Required work: Revise the Alhambra stains article, giving everything from "Seeking out these" down to "had been produced." with "electron microscopy" changed to "scanning electron microscopy".

Two researchers from the University of Granada used electron microscopy to reveal why some of the gilded plasterwork in the world-famous monument has developed an unusual hue

Alhambra’s purple stains
Gilded tin plasterwork showing purple hues at the Alhambra in Granada, Spain.UGR.
Victoria Toro

Some parts of the Alhambra, the world-famous medieval Islamic monument in Granada (southern Spain), feature purplish smudges. And nobody has ever been sure exactly why, nor what caused them, or by what process they came to be there. But now two scientists from the University of Granada, Carolina Cardell and Isabel Guerra, have untangled the mystery. Their investigation, which has been published in Science Advances, has all the ingredients of a good detective novel: an apparently unfathomable mystery in which the protagonist is gold, an accidental discovery in a Florence library, and the presence of a 17th-century alchemist, Cassius, at the story’s every turn. And behind it all there was science. A lot of it.

It all began in the 1990s. “We identified purple stains at the Alhambra that weren’t due to any added pigment, and we didn’t know what had caused them. So we decided to investigate,” says Cardell, a professor at the department of Mineralogy and Petrology at the University of Granada. “Shortly afterwards we went to a conference in Florence and spent an afternoon in a library. And there the penny dropped because we found information on what we needed to look for: the purple color could have been caused by particles of gold.”

Seeking out these gold particles was not difficult. Guerra, head of the scientific instrumentation center at the University of Granada, is an expert in electron microscopy and she used that expertise to trace the gold particles in the purple stains. “There they were. I call them stars because gold shines very brightly under the microscope. I remember that day perfectly, I’ll never forget it.” The scientists had made a huge step forward in their work: they now knew that the purple stains at the Alhambra were caused by gold particles. But in science that doesn’t count for much. What was important was to discover by what process the particles had been produced.

“Gold is a very noble material, it cannot be altered, that is precisely what gives it such great value,” says Guerra. And yet, however, something had altered the gold at the Alhambra. “We thought about going public with the information that the stains were particles of gold, but that we did not know how they had formed. At the end of the day, the Alhambra is hundreds of years old and it was very difficult to pinpoint the explanation. But we are both very stubborn, very tenacious, and so we kept on investigating.”

A detail of the plasterwork at the Alhambra, showing blue and purple smudges.

Named-object pointing data

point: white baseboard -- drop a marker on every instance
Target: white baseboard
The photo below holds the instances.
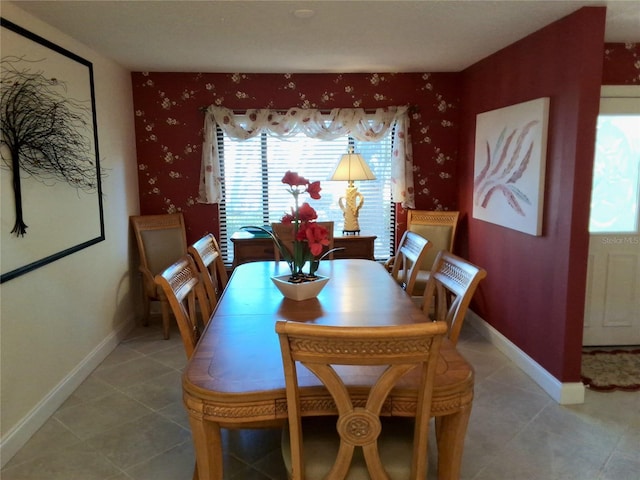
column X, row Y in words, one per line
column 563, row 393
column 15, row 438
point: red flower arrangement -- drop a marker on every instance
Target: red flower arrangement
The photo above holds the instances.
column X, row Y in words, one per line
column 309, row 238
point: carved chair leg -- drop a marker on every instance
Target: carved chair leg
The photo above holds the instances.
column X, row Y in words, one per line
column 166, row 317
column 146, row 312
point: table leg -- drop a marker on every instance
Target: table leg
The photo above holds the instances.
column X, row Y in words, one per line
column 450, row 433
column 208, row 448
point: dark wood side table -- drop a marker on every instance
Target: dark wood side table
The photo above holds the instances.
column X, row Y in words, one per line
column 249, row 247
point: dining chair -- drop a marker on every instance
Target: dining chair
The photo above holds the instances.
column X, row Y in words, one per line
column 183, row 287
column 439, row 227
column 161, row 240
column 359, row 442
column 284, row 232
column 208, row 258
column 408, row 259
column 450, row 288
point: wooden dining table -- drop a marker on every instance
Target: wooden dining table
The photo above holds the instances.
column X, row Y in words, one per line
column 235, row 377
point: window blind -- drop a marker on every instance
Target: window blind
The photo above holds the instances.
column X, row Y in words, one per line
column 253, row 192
--
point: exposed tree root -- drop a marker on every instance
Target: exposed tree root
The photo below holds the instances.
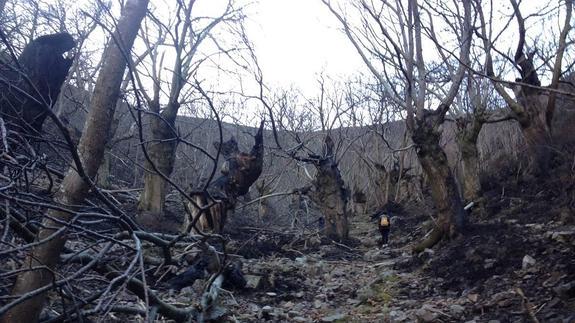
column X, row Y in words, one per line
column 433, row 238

Finished answer:
Seeking out these gold particles was not difficult. Guerra, head of the scientific instrumentation center at the University of Granada, is an expert in scanning electron microscopy and she used that expertise to trace the gold particles in the purple stains. “There they were. I call them stars because gold shines very brightly under the microscope. I remember that day perfectly, I’ll never forget it.” The scientists had made a huge step forward in their work: they now knew that the purple stains at the Alhambra were caused by gold particles. But in science that doesn’t count for much. What was important was to discover by what process the particles had been produced.